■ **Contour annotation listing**
>> BEGIN

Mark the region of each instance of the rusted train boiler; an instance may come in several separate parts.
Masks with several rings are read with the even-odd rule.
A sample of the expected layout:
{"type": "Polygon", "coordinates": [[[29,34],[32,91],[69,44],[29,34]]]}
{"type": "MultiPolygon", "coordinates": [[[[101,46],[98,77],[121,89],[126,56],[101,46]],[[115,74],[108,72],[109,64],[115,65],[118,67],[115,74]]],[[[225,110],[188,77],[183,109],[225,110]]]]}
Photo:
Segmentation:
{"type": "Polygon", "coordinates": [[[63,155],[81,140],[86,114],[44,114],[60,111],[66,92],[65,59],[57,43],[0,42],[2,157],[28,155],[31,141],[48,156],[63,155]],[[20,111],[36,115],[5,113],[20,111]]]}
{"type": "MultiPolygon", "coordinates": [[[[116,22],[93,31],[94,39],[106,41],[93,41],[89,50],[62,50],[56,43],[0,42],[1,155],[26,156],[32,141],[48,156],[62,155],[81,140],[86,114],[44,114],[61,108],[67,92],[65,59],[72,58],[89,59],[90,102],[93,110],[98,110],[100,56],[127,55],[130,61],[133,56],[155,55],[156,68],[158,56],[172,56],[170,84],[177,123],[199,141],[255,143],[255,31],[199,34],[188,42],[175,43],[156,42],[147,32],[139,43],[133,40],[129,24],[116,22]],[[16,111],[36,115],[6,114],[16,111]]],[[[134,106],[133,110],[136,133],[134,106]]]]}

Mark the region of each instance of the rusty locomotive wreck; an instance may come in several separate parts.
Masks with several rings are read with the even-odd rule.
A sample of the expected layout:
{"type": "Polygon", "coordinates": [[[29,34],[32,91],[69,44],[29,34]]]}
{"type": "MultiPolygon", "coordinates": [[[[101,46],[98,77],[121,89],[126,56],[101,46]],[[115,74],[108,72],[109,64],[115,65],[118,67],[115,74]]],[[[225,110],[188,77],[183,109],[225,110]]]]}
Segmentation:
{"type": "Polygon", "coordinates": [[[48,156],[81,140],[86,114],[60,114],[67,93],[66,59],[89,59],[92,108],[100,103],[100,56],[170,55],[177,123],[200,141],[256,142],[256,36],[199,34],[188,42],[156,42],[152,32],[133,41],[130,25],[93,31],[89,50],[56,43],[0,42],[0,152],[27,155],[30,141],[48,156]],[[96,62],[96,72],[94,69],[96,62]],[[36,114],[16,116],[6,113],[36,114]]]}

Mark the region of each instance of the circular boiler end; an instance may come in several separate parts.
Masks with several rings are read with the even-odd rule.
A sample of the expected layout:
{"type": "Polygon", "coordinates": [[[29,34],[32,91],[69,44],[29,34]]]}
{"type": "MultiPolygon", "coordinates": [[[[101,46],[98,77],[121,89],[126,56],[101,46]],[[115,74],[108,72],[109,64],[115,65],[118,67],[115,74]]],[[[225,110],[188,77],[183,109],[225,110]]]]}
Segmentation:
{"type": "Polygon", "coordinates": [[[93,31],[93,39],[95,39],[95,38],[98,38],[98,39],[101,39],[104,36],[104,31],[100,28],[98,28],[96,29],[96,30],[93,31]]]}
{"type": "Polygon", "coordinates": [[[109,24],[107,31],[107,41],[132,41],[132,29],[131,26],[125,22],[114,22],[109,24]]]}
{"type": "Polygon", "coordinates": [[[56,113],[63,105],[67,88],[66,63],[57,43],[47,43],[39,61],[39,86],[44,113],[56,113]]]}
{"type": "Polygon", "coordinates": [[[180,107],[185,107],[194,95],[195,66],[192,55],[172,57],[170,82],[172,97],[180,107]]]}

>> END

Copy out the listing above with every instance of "Segmentation" renamed to "Outline", keeping all other text the same.

■ **FINAL RESULT**
Mark the region of each instance of the rusted train boiler; an instance may come in several separate parts.
Masks with several rings are read with the even-odd rule.
A sample of the expected layout:
{"type": "Polygon", "coordinates": [[[29,34],[32,91],[69,44],[29,34]]]}
{"type": "MultiPolygon", "coordinates": [[[[101,46],[98,77],[121,89],[126,56],[101,46]],[[115,74],[108,72],[109,64],[115,65],[118,67],[115,74]]],[[[225,110],[188,77],[183,109],[225,110]]]]}
Photo:
Outline:
{"type": "Polygon", "coordinates": [[[63,155],[81,140],[86,114],[44,114],[60,111],[66,92],[65,59],[57,43],[0,42],[2,157],[28,155],[31,141],[48,156],[63,155]],[[20,111],[36,115],[5,113],[20,111]]]}
{"type": "MultiPolygon", "coordinates": [[[[116,22],[93,31],[94,39],[106,41],[93,41],[89,50],[62,50],[56,43],[0,42],[1,155],[26,156],[32,141],[48,156],[62,155],[81,140],[86,114],[44,114],[61,108],[67,92],[65,59],[72,58],[89,59],[90,102],[93,110],[98,110],[100,56],[127,55],[130,61],[133,56],[155,55],[156,68],[158,56],[172,56],[170,84],[177,123],[199,141],[255,143],[255,31],[199,34],[188,42],[175,43],[156,42],[147,32],[139,43],[133,40],[129,24],[116,22]],[[16,111],[36,115],[6,114],[16,111]]],[[[134,106],[133,110],[136,133],[134,106]]]]}

Mark the region of each instance of the rusty locomotive wreck; an instance may come in several separate parts.
Masks with several rings are read with the even-odd rule.
A sample of the expected layout:
{"type": "Polygon", "coordinates": [[[29,34],[32,91],[69,44],[29,34]]]}
{"type": "MultiPolygon", "coordinates": [[[[101,46],[98,77],[121,89],[126,56],[101,46]],[[115,74],[108,72],[109,64],[115,65],[118,67],[115,74]]],[[[225,110],[188,77],[183,109],[225,110]]]]}
Outline:
{"type": "Polygon", "coordinates": [[[48,156],[81,140],[86,114],[60,114],[67,93],[66,59],[89,59],[92,108],[100,103],[100,56],[170,55],[177,123],[200,141],[256,142],[256,36],[199,34],[188,42],[156,42],[152,32],[133,41],[130,25],[93,31],[89,50],[56,43],[0,42],[0,152],[27,155],[30,141],[48,156]],[[96,62],[96,72],[94,69],[96,62]],[[36,114],[16,116],[6,113],[36,114]]]}

Mark the region of each instance of the circular boiler end; an instance may come in several separate parts.
Masks with several rings are read with the even-odd rule.
A sample of the expected layout:
{"type": "Polygon", "coordinates": [[[29,34],[32,91],[69,44],[29,34]]]}
{"type": "MultiPolygon", "coordinates": [[[[101,46],[98,77],[121,89],[126,56],[101,46]],[[115,74],[108,72],[109,64],[115,65],[118,67],[115,74]]],[[[225,110],[188,77],[183,109],[225,110]]]]}
Outline:
{"type": "Polygon", "coordinates": [[[93,31],[93,39],[95,39],[95,38],[98,38],[98,39],[101,39],[104,36],[104,31],[100,28],[98,28],[96,29],[96,30],[93,31]]]}
{"type": "Polygon", "coordinates": [[[109,24],[107,31],[107,41],[132,41],[132,29],[131,26],[125,22],[114,22],[109,24]]]}
{"type": "Polygon", "coordinates": [[[56,113],[63,105],[67,88],[66,63],[57,43],[47,43],[39,61],[39,86],[44,113],[56,113]]]}
{"type": "Polygon", "coordinates": [[[180,107],[185,107],[194,95],[195,66],[192,55],[172,57],[170,82],[172,97],[180,107]]]}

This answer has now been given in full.